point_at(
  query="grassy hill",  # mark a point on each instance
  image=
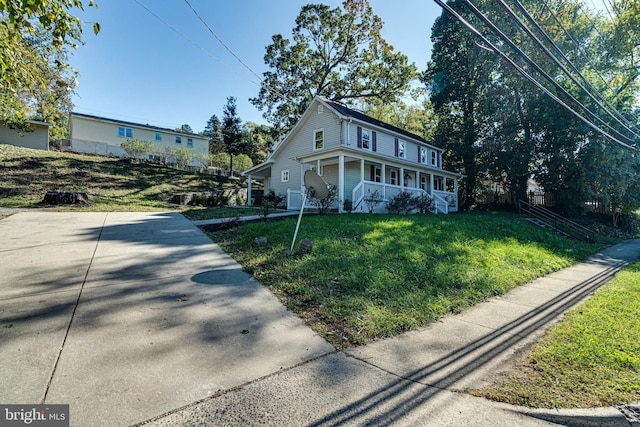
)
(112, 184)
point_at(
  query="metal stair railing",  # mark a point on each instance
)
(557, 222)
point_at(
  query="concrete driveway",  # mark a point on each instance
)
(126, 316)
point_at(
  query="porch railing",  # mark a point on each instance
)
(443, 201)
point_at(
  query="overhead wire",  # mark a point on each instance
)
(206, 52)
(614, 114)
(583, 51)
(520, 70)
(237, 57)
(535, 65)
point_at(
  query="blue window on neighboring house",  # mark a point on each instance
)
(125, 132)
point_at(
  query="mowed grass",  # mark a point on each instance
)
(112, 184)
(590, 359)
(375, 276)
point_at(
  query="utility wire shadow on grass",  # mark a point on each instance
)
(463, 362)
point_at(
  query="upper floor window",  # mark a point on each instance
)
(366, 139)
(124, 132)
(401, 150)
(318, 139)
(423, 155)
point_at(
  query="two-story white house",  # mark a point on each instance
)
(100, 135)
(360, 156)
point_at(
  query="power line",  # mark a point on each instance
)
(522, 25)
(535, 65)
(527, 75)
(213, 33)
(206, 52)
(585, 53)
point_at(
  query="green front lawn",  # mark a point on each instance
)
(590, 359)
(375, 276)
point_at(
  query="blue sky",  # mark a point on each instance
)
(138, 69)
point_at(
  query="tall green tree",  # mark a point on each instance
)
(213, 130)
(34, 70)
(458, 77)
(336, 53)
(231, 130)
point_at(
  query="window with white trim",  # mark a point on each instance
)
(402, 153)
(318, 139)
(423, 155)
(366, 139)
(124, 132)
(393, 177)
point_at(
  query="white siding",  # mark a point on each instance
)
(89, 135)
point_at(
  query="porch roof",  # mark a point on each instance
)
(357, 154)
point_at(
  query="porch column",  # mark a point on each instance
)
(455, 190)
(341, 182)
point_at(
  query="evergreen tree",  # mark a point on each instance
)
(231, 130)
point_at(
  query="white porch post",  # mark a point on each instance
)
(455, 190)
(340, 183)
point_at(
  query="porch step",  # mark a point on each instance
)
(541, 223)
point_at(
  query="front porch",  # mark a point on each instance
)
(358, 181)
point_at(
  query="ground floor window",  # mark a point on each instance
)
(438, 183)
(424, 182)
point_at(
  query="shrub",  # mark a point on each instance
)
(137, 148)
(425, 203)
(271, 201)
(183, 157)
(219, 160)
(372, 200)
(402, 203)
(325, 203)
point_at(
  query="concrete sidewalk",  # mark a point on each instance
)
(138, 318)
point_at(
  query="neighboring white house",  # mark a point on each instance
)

## Instructions to follow
List every line in the records that contains the string "house". Case counts.

## Complete output
  query="blue window on neighboring house",  # mark a point on each instance
  query="two-story white house",  # mark a point on each instance
  query="neighboring white house",  # mark a point on each instance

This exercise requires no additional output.